What you have to do
Put every line of the items below into a Markdown table with the columns "Row" and "Line", skipping blank lines and leaving out the pictures.

(Dataset rows)
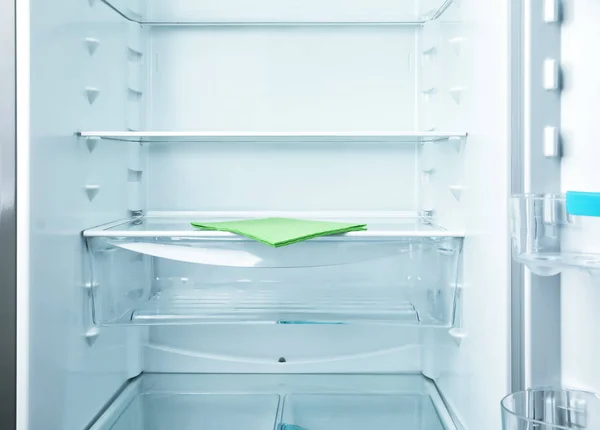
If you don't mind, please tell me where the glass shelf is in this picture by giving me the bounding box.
[90,372,457,430]
[102,0,453,26]
[511,194,600,276]
[77,131,467,144]
[84,214,463,328]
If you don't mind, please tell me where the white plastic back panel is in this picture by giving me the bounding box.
[147,142,416,211]
[26,0,139,430]
[150,26,415,131]
[148,26,416,210]
[561,0,600,392]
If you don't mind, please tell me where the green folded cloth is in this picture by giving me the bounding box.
[191,218,367,248]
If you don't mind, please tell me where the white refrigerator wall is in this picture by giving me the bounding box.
[422,0,510,429]
[24,0,140,430]
[560,0,600,392]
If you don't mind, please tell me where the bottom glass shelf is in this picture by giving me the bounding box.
[91,374,456,430]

Exercise output
| Row | Line |
|---|---|
| 1 | If you don't mind, please tell me where the glass shelf is in this picture by giving me the bounding box. |
| 2 | [90,372,457,430] |
| 3 | [102,0,453,26] |
| 4 | [511,194,600,276] |
| 5 | [77,131,467,144] |
| 6 | [84,214,463,328] |
| 7 | If you don't mind, please tell me where the white plastic back panel is in this picture by giving me the bounding box. |
| 8 | [147,142,416,211] |
| 9 | [26,0,139,430] |
| 10 | [150,26,415,131] |
| 11 | [148,26,416,210] |
| 12 | [561,0,600,392] |
| 13 | If you don't mind, please tell me where the green folded cloth is in this picture by giving me the bounding box. |
| 14 | [191,218,367,248] |
| 15 | If you don't mind, please tell me where the white refrigerator wall is in this picture by giving me the bounding box. |
| 16 | [422,0,510,429] |
| 17 | [24,0,140,430] |
| 18 | [560,0,600,392] |
| 19 | If you don't mind, please tell me where the bottom glass shelf is in this picture by giving me the bounding box. |
| 20 | [91,374,456,430] |